Task details:
Reproduce the data-fetching notebook excerpt below in full, with every line unchanged.

We fetch a small amount of real data.

**Peru (BCRPData):**
- `PD04650MD`: Net International Reserves (daily)
- `PN01652XM`: Copper price (LME, monthly)

**US (FRED):**
- `DGS10`: 10-year Treasury yield (daily)
- `FEDFUNDS`: Effective federal funds rate (monthly)

**US Treasury Fiscal Data:**
- Debt to the Penny: total public debt outstanding


In [27]:
# Time windows (adjust if you want)
START_DAILY = "2020-01-01"
END_DAILY = "2025-12-18"
START_MONTHLY = "2015-01-01"

# Peru (BCRP)
rin = bcrp_get("PD04650MD", start=START_DAILY, end=END_DAILY).rename(columns={"PD04650MD": "RIN_USD_mn"})
copper = bcrp_get("PN01652XM", start=START_MONTHLY, end=END_DAILY).rename(columns={"PN01652XM": "Copper_LME_cents_per_lb"})

# US (FRED)
macro_us = fred_get(["DGS10", "FEDFUNDS"], start=START_DAILY)

# US Treasury Fiscal Data (raw dict, then saved for the dictionary exercise)
treasury_raw = treasury_get_debt_to_penny(start_date="2024-01-01")
save_pickle(treasury_raw, Path("data/treasury_debt_to_penny_raw.pkl"))

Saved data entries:
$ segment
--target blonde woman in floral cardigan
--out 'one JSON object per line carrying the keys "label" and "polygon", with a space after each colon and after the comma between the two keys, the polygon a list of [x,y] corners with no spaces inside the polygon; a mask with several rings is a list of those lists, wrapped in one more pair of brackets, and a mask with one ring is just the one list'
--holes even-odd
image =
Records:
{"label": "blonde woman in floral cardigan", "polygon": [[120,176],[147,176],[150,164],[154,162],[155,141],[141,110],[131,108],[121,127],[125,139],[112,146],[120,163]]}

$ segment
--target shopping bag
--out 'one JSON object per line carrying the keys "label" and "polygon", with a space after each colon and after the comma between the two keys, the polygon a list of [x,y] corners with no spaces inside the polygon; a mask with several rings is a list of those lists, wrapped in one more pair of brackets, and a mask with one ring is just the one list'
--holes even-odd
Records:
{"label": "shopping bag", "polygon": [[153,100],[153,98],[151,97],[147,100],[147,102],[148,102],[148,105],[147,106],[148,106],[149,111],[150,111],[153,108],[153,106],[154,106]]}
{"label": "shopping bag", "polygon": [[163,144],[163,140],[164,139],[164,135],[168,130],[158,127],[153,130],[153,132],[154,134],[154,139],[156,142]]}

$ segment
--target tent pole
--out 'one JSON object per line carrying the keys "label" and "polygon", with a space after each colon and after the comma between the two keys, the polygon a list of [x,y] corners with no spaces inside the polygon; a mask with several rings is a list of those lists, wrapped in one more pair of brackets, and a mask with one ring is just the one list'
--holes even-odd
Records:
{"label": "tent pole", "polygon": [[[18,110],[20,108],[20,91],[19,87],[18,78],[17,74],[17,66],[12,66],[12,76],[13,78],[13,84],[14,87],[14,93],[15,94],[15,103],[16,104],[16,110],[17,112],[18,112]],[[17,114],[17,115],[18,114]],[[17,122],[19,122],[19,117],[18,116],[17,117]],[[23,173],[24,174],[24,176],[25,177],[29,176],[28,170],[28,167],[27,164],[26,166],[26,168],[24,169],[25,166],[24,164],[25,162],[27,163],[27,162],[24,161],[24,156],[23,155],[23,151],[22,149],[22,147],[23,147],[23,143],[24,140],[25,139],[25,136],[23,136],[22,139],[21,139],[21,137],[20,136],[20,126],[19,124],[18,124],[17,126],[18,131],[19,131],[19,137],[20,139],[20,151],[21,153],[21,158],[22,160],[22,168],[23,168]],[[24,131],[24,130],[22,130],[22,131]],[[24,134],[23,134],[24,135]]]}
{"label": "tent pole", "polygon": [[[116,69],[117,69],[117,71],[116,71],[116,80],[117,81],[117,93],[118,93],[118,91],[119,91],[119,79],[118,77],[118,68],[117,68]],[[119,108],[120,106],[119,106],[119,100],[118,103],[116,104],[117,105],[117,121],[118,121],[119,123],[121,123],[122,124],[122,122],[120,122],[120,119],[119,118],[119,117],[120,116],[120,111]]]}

The output:
We fetch a small amount of real data.

**Peru (BCRPData):**
- `PD04650MD`: Net International Reserves (daily)
- `PN01652XM`: Copper price (LME, monthly)

**US (FRED):**
- `DGS10`: 10-year Treasury yield (daily)
- `FEDFUNDS`: Effective federal funds rate (monthly)

**US Treasury Fiscal Data:**
- Debt to the Penny: total public debt outstanding


In [27]:
# Time windows (adjust if you want)
START_DAILY = "2020-01-01"
END_DAILY = "2025-12-18"
START_MONTHLY = "2015-01-01"

# Peru (BCRP)
rin = bcrp_get("PD04650MD", start=START_DAILY, end=END_DAILY).rename(columns={"PD04650MD": "RIN_USD_mn"})
copper = bcrp_get("PN01652XM", start=START_MONTHLY, end=END_DAILY).rename(columns={"PN01652XM": "Copper_LME_cents_per_lb"})

# US (FRED)
macro_us = fred_get(["DGS10", "FEDFUNDS"], start=START_DAILY)

# US Treasury Fiscal Data (raw dict, then saved for the dictionary exercise)
treasury_raw = treasury_get_debt_to_penny(start_date="2024-01-01")
save_pickle(treasury_raw, Path("data/treasury_debt_to_penny_raw.pkl"))